> _Exercise description_: Based on the entries below, how many lines contain the word "abdomen"? Respond with only the number.

Stored data entries:
-=-=-=-=-

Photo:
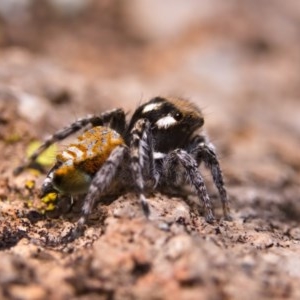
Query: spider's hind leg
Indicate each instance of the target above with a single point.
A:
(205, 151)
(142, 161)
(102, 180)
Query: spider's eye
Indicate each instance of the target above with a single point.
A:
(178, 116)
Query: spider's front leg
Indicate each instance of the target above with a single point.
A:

-=-=-=-=-

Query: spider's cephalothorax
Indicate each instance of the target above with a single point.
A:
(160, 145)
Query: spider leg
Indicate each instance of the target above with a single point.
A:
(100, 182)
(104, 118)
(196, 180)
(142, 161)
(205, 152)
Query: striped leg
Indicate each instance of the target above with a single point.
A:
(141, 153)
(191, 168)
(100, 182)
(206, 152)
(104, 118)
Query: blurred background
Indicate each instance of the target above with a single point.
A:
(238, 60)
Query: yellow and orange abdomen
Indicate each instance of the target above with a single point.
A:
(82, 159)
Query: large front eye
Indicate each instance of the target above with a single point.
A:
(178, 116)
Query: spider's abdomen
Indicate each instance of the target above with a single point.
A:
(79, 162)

-=-=-=-=-

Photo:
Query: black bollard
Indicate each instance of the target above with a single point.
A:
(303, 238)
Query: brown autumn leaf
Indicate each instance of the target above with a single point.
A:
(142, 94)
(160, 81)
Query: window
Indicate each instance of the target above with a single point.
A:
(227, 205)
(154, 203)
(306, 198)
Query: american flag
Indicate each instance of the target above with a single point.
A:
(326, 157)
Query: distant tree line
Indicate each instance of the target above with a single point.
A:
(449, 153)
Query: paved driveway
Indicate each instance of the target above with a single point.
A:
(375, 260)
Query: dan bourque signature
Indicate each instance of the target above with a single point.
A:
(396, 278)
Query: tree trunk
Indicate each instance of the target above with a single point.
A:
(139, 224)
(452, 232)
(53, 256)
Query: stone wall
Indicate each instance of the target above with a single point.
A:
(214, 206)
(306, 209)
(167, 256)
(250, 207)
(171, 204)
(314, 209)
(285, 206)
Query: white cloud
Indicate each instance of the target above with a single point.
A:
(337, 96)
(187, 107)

-=-=-=-=-

> _Answer area_: 2